---------- INFORMATION GIVEN ----------

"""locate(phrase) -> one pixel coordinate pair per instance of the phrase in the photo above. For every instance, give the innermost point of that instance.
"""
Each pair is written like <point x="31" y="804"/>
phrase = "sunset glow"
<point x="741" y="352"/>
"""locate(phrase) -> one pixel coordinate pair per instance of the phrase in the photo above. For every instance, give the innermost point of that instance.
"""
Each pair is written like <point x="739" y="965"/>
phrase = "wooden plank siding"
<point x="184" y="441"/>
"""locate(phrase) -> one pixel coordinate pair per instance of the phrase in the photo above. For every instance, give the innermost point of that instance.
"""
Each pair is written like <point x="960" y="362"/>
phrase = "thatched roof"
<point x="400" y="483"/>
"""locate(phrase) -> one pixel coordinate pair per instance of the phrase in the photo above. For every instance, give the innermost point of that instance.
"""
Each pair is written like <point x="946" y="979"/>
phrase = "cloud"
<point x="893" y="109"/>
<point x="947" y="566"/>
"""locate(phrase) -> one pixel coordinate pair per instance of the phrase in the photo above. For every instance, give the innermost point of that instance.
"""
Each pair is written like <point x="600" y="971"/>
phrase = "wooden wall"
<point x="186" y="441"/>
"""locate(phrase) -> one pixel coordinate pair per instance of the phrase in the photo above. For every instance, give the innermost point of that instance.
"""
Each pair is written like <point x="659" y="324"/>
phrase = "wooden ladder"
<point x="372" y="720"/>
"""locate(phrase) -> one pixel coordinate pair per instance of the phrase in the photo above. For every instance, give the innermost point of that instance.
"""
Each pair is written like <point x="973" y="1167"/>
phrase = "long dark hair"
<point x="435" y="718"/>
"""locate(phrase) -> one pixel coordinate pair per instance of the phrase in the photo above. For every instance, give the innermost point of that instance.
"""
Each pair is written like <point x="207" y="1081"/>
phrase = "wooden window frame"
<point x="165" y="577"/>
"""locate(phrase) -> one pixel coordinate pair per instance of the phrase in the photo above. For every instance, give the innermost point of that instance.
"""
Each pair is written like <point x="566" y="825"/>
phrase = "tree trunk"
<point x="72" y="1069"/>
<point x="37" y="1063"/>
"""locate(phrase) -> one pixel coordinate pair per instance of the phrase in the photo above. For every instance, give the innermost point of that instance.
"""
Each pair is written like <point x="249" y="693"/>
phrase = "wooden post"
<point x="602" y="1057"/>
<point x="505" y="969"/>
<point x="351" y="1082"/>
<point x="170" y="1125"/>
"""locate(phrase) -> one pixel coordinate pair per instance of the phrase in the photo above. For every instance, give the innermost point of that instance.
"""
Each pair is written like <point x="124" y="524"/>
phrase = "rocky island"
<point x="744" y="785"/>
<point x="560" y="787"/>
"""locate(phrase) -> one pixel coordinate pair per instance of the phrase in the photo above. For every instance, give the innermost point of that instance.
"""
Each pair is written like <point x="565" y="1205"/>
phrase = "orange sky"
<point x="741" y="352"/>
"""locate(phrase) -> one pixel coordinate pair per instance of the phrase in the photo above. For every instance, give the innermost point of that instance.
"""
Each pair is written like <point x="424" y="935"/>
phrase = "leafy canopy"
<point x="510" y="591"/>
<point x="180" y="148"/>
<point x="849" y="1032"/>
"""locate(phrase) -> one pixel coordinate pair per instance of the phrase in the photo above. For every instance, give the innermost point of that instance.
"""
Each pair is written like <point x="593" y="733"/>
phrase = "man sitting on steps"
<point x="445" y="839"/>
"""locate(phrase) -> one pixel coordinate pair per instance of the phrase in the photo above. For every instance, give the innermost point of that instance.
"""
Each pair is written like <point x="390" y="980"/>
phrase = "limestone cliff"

----------

WHAT YOU ARE ASKED TO DO —
Repeat all of the entries above exactly.

WRITTEN SOLUTION —
"""locate(phrase) -> one pixel coordinate pair per instance of the phrase in the photo above. For every instance, give the innermost point of that instance.
"""
Each pair is written like <point x="31" y="804"/>
phrase = "sunset glow"
<point x="741" y="352"/>
"""locate(phrase) -> one pixel coordinate pair per instance of the phrase in the photo above. For every instance, give the innermost point of that instance.
"""
Each pair is written like <point x="739" y="965"/>
phrase = "wooden plank siding"
<point x="184" y="441"/>
"""locate(phrase) -> one pixel coordinate pair per instance of the phrase in the photo above. For every instance, give the innermost point of that instance.
"""
Each pair is written like <point x="960" y="362"/>
phrase = "thatched roof"
<point x="400" y="483"/>
"""locate(phrase) -> one pixel coordinate pair per instance of the phrase in the photo above. For every instance, give the innermost point of that instance.
"""
Each pair is written like <point x="946" y="979"/>
phrase = "cloud"
<point x="893" y="109"/>
<point x="947" y="566"/>
"""locate(phrase) -> one pixel coordinate pair per instance of the phrase in the photo above. For every instance, give the innermost point of that instance.
"""
Each pair is written like <point x="600" y="971"/>
phrase = "wooden wall"
<point x="186" y="441"/>
"""locate(phrase) -> one pixel coordinate pair per instance of the phrase in the photo above. For every instance, give the innermost point of that instance.
"""
Each pair is written like <point x="659" y="324"/>
phrase = "wooden ladder"
<point x="372" y="720"/>
"""locate(phrase) -> one pixel coordinate pair per instance of the phrase in the photo above. For every instance, give the innermost point of that instance.
"""
Each pair is written like <point x="973" y="1167"/>
phrase = "long dark hair"
<point x="435" y="718"/>
"""locate(phrase) -> one pixel coordinate pair per instance of the phrase in the photo above. For every instance, give the innermost point of that instance.
"""
Each pair is written like <point x="207" y="1081"/>
phrase = "wooden window frame"
<point x="165" y="577"/>
"""locate(phrase) -> one pixel coordinate pair per instance of the phrase in the photo above. For every instance, give the innermost point of that instance.
"""
Each pair is written like <point x="566" y="825"/>
phrase = "tree trunk"
<point x="72" y="1069"/>
<point x="37" y="1063"/>
"""locate(phrase) -> one pixel coordinate pair per instance of the phrase in the photo above. For every instance, give the innermost point of that instance.
"""
Each pair is written like <point x="249" y="693"/>
phrase = "wooden post"
<point x="602" y="1057"/>
<point x="505" y="969"/>
<point x="351" y="1082"/>
<point x="170" y="1125"/>
"""locate(phrase) -> one pixel coordinate pair per instance of the phrase in the photo above. For every instance, give the innermost point of that instance.
"""
Each pair is written like <point x="124" y="524"/>
phrase = "rocky island"
<point x="744" y="785"/>
<point x="560" y="787"/>
"""locate(phrase) -> one pixel coordinate pair per instance of the phrase in the photo above. For every instance, give the innermost point of that instance.
"""
Each pair is written like <point x="565" y="1205"/>
phrase = "orange sky"
<point x="741" y="352"/>
"""locate(phrase) -> one pixel coordinate pair per instance of the phrase in the photo above. For every instance, give the innermost point of that instance.
"""
Each pair is written like <point x="424" y="935"/>
phrase = "leafy canopy"
<point x="510" y="591"/>
<point x="180" y="148"/>
<point x="849" y="1032"/>
"""locate(phrase) -> one pixel coordinate pair per instance of the phrase in the photo above. For every instance, give the innermost point of that instance.
"""
Each pair is written like <point x="593" y="733"/>
phrase = "man sitting on steps"
<point x="445" y="839"/>
"""locate(phrase) -> one pixel coordinate pair per instance of the phrase in the photo above. For every instance, give the innermost point of that instance.
"""
Each pair is written like <point x="390" y="980"/>
phrase = "limestone cliff"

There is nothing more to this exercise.